Exercise text »
Uranium Breeding and Fast Breeders

U-235, the isotope of uranium with the largest nuclear cross section (a measure of the likelihood of a nuclear reaction occurring), is commonly used as a nuclear fuel, but is only found in small quantities, comprising less than one percent of naturally occurring uranium [7,8]. However, Uranium-238, which makes up over 99% of natural uranium, can be used to breed Plutonium-239, a highly fissionable isotope of plutonium that can be used in nuclear reactors. [9] Such breeder reactors are called fast breeders, as they breed plutonium from fast neutrons ejected from U-238 [10].

Thorium Breeding

Thorium breeding is of great interest for nuclear power, as thorium is thought to be three to four times more abundant than uranium in the Earth's crust [11]. Further, though Thorium-232, the isotope that constitutes most of the natural supply of thorium, needs a neutron source to initiate a chain reaction, it has a large nuclear capture cross section and breeds Uranium-233, a fissionable isotope of uranium, suitable for use in nuclear power generation. [12] It is of great interest to countries such as India with large reserves of thorium and low uranium reserves; India presently has the only operational Thorium nuclear reactors in Kalpakkam in the state of Tamil Nadu and Kakrapar in Gujarat, though research reactors are in operation in Canada [12]. Finally, thorium reactors reduce the risk of proliferation as the by-products of thorium fission are generally used in-situ for power generation, and a completely new fuel cycle would need to be developed for thorium to be used in nuclear weapons [13].

Supplied records »
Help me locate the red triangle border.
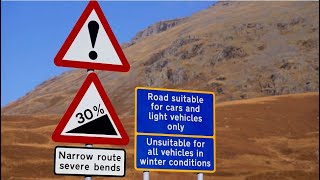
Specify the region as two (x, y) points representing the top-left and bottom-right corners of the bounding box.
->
(52, 72), (129, 145)
(54, 0), (130, 72)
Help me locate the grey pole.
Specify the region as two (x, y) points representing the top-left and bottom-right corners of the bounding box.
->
(84, 144), (93, 180)
(197, 173), (203, 180)
(84, 69), (94, 180)
(143, 171), (149, 180)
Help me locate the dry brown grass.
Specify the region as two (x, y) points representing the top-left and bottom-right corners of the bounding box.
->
(1, 93), (319, 180)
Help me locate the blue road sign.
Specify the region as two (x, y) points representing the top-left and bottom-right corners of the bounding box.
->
(134, 87), (216, 173)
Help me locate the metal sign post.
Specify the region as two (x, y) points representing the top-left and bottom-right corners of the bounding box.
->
(84, 143), (93, 180)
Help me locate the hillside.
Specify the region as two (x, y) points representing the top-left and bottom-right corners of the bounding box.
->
(1, 2), (319, 116)
(1, 93), (319, 180)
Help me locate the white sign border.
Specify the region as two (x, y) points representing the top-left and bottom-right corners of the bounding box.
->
(53, 146), (127, 177)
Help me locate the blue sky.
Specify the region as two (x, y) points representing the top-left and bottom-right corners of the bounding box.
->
(1, 1), (213, 107)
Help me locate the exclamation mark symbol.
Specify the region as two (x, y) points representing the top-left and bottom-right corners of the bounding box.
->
(88, 21), (99, 60)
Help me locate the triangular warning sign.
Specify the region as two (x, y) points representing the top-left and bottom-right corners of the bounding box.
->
(54, 1), (130, 72)
(52, 73), (129, 145)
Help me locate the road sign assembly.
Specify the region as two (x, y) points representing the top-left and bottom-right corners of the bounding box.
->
(54, 1), (130, 72)
(52, 73), (129, 145)
(54, 146), (126, 177)
(134, 87), (216, 173)
(52, 0), (130, 179)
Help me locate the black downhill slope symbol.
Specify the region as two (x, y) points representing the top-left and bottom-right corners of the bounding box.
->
(67, 114), (117, 135)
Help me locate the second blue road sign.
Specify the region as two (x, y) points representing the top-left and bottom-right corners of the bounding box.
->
(134, 87), (216, 173)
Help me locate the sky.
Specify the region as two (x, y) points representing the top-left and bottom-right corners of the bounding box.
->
(1, 1), (214, 107)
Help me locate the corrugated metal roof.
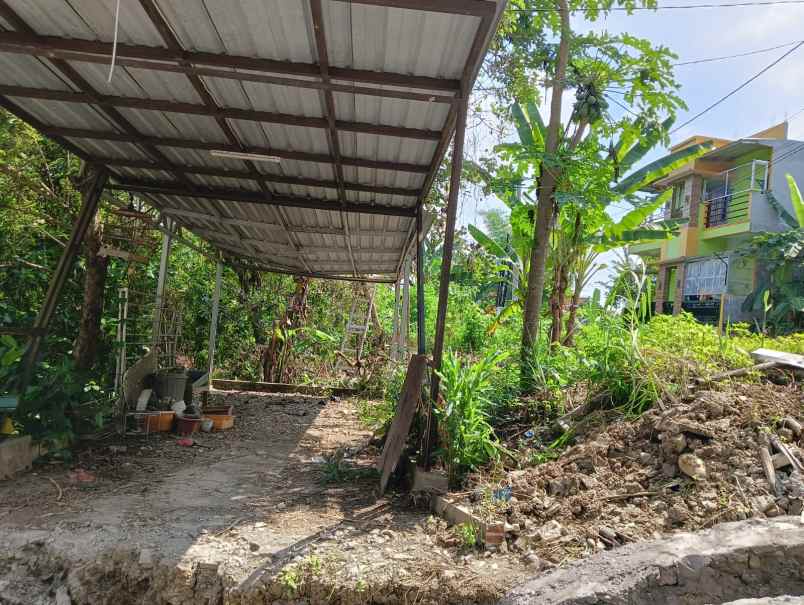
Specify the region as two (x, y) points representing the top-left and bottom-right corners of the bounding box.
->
(0, 0), (505, 280)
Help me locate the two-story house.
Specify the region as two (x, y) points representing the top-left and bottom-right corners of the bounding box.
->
(630, 122), (804, 322)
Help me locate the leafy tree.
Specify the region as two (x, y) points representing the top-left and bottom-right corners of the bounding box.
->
(738, 174), (804, 332)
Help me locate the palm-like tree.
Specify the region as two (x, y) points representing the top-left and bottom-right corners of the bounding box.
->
(467, 103), (712, 344)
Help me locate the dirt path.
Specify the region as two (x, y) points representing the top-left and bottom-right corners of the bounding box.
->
(0, 393), (525, 605)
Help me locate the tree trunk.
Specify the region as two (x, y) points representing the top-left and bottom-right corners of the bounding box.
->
(73, 216), (109, 370)
(262, 277), (310, 382)
(564, 274), (583, 347)
(521, 0), (571, 394)
(550, 260), (569, 345)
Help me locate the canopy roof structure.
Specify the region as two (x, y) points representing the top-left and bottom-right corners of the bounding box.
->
(0, 0), (505, 282)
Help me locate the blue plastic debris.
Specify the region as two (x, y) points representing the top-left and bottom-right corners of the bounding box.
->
(493, 486), (511, 502)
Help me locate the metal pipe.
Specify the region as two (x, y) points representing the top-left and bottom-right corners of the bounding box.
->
(406, 256), (411, 360)
(207, 261), (223, 378)
(151, 217), (174, 350)
(391, 280), (399, 361)
(416, 206), (426, 355)
(424, 98), (467, 468)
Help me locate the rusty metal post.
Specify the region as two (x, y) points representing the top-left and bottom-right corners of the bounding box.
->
(424, 98), (468, 468)
(19, 164), (109, 394)
(416, 207), (426, 355)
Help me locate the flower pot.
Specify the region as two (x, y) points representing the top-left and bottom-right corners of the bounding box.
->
(176, 416), (201, 435)
(143, 412), (176, 433)
(204, 414), (234, 431)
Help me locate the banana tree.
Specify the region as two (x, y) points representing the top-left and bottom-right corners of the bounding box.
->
(738, 174), (804, 332)
(469, 108), (712, 343)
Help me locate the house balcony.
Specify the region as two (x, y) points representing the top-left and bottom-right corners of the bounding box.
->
(702, 160), (768, 232)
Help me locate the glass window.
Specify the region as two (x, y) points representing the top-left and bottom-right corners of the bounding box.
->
(684, 258), (729, 297)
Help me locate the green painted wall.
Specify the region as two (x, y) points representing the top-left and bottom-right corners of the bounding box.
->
(726, 257), (756, 296)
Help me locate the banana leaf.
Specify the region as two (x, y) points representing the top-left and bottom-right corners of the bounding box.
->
(785, 174), (804, 229)
(614, 141), (714, 195)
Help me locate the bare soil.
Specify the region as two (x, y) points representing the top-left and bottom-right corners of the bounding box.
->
(0, 393), (526, 605)
(456, 383), (804, 567)
(0, 383), (804, 605)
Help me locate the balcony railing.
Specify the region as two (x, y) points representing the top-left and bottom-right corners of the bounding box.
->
(703, 160), (768, 228)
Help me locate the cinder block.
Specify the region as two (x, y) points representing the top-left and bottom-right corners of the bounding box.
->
(0, 435), (37, 479)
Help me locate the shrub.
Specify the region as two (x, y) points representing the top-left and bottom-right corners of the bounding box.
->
(437, 351), (505, 482)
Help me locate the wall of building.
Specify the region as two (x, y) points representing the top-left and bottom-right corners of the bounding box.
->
(751, 141), (804, 232)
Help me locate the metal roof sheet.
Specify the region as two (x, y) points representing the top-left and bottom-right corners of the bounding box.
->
(0, 0), (505, 281)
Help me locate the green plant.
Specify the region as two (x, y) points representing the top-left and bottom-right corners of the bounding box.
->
(0, 335), (22, 395)
(279, 565), (302, 598)
(454, 523), (480, 549)
(436, 351), (506, 482)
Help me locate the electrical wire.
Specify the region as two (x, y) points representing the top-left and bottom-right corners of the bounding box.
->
(673, 40), (801, 67)
(668, 41), (804, 134)
(508, 0), (804, 13)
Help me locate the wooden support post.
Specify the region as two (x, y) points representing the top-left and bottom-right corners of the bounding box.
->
(19, 164), (109, 393)
(416, 206), (426, 355)
(424, 97), (467, 470)
(207, 261), (223, 378)
(151, 218), (174, 352)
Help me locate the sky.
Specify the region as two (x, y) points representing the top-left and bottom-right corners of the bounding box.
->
(459, 0), (804, 294)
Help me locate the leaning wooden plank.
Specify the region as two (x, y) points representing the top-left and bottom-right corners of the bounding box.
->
(770, 437), (804, 473)
(759, 445), (782, 498)
(377, 355), (427, 495)
(697, 361), (779, 382)
(751, 349), (804, 370)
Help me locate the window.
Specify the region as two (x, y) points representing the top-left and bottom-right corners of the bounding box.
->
(670, 181), (687, 218)
(684, 258), (729, 298)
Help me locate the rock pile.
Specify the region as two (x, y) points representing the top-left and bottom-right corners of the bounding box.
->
(458, 384), (804, 566)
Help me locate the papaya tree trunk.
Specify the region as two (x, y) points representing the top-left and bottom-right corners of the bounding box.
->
(73, 216), (109, 370)
(521, 0), (572, 394)
(262, 277), (310, 382)
(563, 273), (583, 347)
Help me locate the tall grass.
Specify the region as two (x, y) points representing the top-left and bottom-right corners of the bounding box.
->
(436, 351), (507, 484)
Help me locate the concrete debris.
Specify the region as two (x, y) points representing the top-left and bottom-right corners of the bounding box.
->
(678, 454), (706, 481)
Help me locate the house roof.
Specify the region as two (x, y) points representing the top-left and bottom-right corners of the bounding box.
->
(0, 0), (505, 281)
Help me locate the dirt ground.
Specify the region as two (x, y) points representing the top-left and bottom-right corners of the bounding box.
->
(460, 382), (804, 564)
(0, 383), (804, 605)
(0, 393), (527, 605)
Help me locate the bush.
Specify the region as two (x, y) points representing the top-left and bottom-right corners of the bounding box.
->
(436, 351), (505, 482)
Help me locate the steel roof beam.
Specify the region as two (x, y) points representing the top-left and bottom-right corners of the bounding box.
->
(0, 84), (441, 141)
(101, 158), (421, 197)
(37, 124), (430, 174)
(0, 30), (460, 92)
(339, 0), (497, 17)
(106, 179), (416, 217)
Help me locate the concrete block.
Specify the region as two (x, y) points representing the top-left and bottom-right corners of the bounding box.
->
(0, 435), (33, 479)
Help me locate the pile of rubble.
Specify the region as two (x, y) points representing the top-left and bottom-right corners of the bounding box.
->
(458, 384), (804, 568)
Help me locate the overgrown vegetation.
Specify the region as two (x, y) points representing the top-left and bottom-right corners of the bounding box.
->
(0, 0), (804, 496)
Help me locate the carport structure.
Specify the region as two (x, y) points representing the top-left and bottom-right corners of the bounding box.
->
(0, 0), (505, 442)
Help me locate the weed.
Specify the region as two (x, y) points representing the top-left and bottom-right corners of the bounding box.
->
(437, 352), (505, 482)
(279, 565), (302, 598)
(321, 449), (377, 484)
(453, 523), (479, 549)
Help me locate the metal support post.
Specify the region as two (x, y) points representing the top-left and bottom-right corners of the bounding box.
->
(391, 280), (399, 361)
(399, 256), (410, 354)
(207, 261), (223, 378)
(416, 207), (426, 355)
(151, 217), (174, 352)
(424, 98), (467, 469)
(19, 164), (109, 393)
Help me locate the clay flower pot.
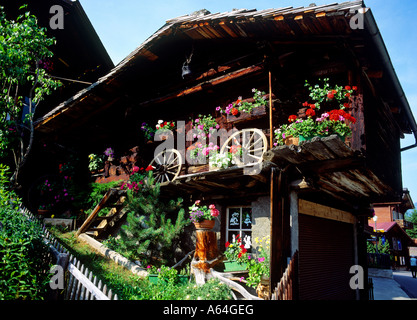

Activity list »
A. Answer these questions from the text on uranium and thorium breeding:
(i) What share of naturally occurring uranium is U-235?
(ii) Which fissionable isotope does Thorium-232 breed?
(iii) In which two places does India have its operational thorium reactors?
B. Go on writing the text on uranium and thorium breeding, starting after its last sentence.

Answers for this exercise »
A.
(i) Less than one percent.
(ii) Uranium-233.
(iii) Kalpakkam in the state of Tamil Nadu and Kakrapar in Gujarat.

B.
Conclusion

Research has shown that breeding in nuclear reactors can generate the same amount of power using less nuclear fuel (and more abundant fuel) than conventional reactors. Further, as breeders can reduce the risk of nuclear proliferation, they present a viable technology for power generation.

© Kunal Sahasrabuddhe. The author grants permission to copy, distribute and display this work in unaltered form, with attribution to the author, for noncommercial purposes only. All other rights, including commercial rights, are reserved to the author.

References

[1] "Nuclear Power Reactors in the World," International Atomic Energy Agency, IAEA-RDS-2/26, May 2006.

[2] "Uranium (Nuclear) Basics," U.S. Energy Information Administration.

[3] J. A. Lake et. al., "Breeding Ratio and Doubling Time Characteristics of the Clinch River Breeder Reactor," U.S. Department of Energy, conf-740903-15.

[4] "Uranium 2007: Resources, Production and Demand," Nuclear Energy Agency, NEA No. 6345 (OECD Press, 2008).

[5] W. Koelzer, "Glossary of Nuclear Terms, October 2010.

[6] Charles Till, "Nuclear Fission Reactors," Rev. Mod. Phys. 71, S451 (1999).

[7] D. E. McLain, A. C. Miller and J. F. Kalinich, "Status of Health Concerns about Military Use of Depleted Uranium and Surrogate Metals in Armor-Penetrating Munitions," North Atlantic Treaty Organization, RTG-099, (2005).

[8] " Uranium 2005 - Resources, Production and Demand - Executive Summary," OECD, 2006.

[9] "Division Director Discusses Plutonium Future," in The Actinide Research Quarterly: Spring 2006, Los Alamos National Laboratory, LALP-96-3, 26 Jun 96.

[10] "Plutonium," World Nuclear Association, April 2009.

[11] "Thorium," World Nuclear Association, July 2010.

[12] "Thorium Fuel Cycle - Potential Benefits and Challenges," International Atomic Energy Agency, IAEA-TECDOC-1450, May 2005.

[13] M. Todosow, "Thorium-Based Proliferation Resistant Reactors," Brookhaven National Laboratory.